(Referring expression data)
+++++

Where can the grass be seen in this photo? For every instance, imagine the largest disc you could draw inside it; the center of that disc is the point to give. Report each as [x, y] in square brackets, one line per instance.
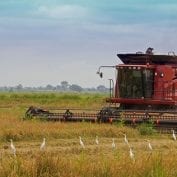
[63, 156]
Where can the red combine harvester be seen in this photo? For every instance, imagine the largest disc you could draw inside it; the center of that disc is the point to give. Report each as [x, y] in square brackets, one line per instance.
[145, 91]
[146, 81]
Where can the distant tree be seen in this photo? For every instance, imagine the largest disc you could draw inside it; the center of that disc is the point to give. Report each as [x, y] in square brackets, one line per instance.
[19, 87]
[64, 85]
[76, 88]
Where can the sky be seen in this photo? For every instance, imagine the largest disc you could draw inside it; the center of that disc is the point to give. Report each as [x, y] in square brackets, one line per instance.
[49, 41]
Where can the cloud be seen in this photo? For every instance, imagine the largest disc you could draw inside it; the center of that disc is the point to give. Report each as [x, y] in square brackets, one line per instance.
[63, 11]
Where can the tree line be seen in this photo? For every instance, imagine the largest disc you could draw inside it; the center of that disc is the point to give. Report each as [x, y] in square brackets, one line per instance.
[63, 86]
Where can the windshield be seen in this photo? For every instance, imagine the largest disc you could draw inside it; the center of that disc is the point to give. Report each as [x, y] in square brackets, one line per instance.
[135, 83]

+++++

▶ [Work instruction]: Copy each line exactly, beginning at the one with "Where can the red" and stopping after the last line of the entries. Include nothing else.

▶ [Answer to this task]:
Where can the red combine harvester be seen in this photo? For every instance, imagine the largest disc you could draw inside it; the center of that disc is the point to give. Report each as [x, y] in square brackets, one line per instance.
[145, 91]
[146, 81]
Where can the distant tree be seen in this photo? For every instance, imagine the largest disc you could draw inside it; the center of that disc is the point to give. Report each as [x, y] in square brackets, one line per instance.
[19, 87]
[64, 85]
[76, 88]
Where can the sky be seen in this photo? For every instance, imagine the largest disc you could draw inside it; the center of that disc is the point to give. Report each as [x, y] in square brackets, one line per instance.
[49, 41]
Where can the cloud be seen in this photo? For every instance, imagine the largest disc you could draw inside it; the center of that disc is the point to give. Report each as [x, y] in square brackets, one line per instance.
[63, 11]
Where can the tree line be seen in this photo? For every instance, imagine the largest disc you could draw inside it; the center of that disc is the point to give. Report each as [x, y] in square brackets, one line per instance.
[63, 86]
Where can the windshield be seen in this photo? For every instance, imagine the largest disc you could draw inside it; the center of that disc is the point to give. Report each as [x, y] in square brackets, one line per instance.
[135, 83]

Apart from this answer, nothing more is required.